> **What to do**:
In the data below, take the part that opens with the line containing "target: granite countertop" and closes with the line containing "223 L 0 236", and write it out again with "instance" swapped for "object" and nothing else altered. Include only that part, and omit the pictures.
=== Given entries ===
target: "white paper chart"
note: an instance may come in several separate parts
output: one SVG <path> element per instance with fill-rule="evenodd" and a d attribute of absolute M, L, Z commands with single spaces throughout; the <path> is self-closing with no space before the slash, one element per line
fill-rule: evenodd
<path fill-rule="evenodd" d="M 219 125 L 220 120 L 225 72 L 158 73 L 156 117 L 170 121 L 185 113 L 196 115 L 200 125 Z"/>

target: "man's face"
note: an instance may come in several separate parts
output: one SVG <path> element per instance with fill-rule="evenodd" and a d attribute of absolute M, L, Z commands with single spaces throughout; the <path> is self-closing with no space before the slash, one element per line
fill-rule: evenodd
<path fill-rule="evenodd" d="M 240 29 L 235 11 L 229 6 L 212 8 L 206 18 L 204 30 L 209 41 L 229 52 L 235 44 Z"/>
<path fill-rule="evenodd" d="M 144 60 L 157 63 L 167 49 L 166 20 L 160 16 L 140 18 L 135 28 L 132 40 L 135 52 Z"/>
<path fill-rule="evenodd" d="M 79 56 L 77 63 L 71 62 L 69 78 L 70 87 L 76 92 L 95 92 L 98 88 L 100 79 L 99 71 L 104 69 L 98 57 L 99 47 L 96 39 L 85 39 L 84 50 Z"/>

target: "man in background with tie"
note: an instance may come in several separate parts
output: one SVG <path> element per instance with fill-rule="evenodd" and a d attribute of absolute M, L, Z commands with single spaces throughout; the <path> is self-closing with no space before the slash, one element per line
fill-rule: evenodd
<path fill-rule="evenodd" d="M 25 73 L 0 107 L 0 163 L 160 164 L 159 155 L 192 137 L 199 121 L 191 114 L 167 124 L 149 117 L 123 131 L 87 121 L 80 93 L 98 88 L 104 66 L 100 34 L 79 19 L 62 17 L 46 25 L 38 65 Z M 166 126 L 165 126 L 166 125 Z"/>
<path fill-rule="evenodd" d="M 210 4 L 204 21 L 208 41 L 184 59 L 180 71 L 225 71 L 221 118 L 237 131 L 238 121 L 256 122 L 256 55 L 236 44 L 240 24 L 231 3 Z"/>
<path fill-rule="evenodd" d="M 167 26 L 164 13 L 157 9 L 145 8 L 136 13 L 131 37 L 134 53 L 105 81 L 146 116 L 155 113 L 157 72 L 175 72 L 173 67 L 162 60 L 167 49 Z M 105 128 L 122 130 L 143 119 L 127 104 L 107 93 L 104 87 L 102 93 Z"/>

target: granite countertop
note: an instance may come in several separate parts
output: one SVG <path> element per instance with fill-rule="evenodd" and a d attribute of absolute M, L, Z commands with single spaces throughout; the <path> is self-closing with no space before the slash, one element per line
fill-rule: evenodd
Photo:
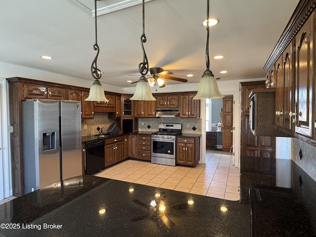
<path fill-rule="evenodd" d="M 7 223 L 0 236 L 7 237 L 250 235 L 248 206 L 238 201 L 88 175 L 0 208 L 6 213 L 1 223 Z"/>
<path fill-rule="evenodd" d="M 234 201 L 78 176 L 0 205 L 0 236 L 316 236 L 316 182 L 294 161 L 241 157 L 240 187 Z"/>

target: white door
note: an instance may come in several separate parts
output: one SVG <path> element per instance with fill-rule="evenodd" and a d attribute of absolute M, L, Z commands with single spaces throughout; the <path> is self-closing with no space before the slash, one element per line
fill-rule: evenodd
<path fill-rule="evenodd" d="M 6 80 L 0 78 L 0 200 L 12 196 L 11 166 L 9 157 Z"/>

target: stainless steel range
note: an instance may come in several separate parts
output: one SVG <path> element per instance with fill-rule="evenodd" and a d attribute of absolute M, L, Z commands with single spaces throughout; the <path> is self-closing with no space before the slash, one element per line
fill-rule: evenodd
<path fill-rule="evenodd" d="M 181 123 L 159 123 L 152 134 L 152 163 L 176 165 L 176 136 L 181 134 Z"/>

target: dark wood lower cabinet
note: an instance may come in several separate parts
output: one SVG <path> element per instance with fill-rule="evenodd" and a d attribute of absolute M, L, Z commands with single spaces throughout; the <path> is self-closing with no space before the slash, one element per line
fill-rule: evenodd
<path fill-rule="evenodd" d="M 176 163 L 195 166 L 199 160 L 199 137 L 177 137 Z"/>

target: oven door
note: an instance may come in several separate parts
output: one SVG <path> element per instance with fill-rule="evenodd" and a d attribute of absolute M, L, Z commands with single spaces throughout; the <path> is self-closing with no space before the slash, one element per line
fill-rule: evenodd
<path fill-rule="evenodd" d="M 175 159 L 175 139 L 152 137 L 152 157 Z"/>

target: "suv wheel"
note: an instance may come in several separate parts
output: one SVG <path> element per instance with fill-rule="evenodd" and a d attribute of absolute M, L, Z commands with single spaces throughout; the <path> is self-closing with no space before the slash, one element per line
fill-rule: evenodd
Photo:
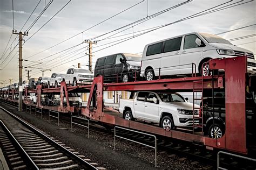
===
=== Given entries ===
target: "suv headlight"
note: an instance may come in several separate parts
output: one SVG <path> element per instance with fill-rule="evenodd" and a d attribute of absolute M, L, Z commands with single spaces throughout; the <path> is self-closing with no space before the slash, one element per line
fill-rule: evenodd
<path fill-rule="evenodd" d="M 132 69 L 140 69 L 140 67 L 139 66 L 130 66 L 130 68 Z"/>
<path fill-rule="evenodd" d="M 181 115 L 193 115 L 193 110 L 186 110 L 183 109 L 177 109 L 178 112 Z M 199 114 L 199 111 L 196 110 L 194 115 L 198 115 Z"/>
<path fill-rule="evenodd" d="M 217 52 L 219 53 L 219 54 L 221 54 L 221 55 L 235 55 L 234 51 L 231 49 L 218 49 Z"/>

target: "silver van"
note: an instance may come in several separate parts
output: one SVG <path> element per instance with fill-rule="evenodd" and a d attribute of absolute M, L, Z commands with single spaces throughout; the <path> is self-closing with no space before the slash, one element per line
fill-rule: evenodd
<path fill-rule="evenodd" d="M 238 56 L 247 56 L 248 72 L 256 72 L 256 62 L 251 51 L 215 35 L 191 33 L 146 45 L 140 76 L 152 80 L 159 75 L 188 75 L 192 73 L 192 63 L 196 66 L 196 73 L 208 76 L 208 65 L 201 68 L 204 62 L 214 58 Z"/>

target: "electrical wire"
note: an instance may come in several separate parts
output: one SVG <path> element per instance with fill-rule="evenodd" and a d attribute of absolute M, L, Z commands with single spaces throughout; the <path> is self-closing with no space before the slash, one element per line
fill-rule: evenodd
===
> **Exercise result**:
target: granite countertop
note: an object may come in several separate parts
output: one SVG <path> element per object with fill-rule="evenodd" and a d attribute of absolute M, L, Z commands with single spaces throughout; the <path> is self-closing with no space before the slash, one element per line
fill-rule: evenodd
Photo:
<path fill-rule="evenodd" d="M 7 223 L 0 236 L 7 237 L 250 235 L 248 206 L 238 201 L 88 175 L 0 208 L 6 213 L 1 223 Z"/>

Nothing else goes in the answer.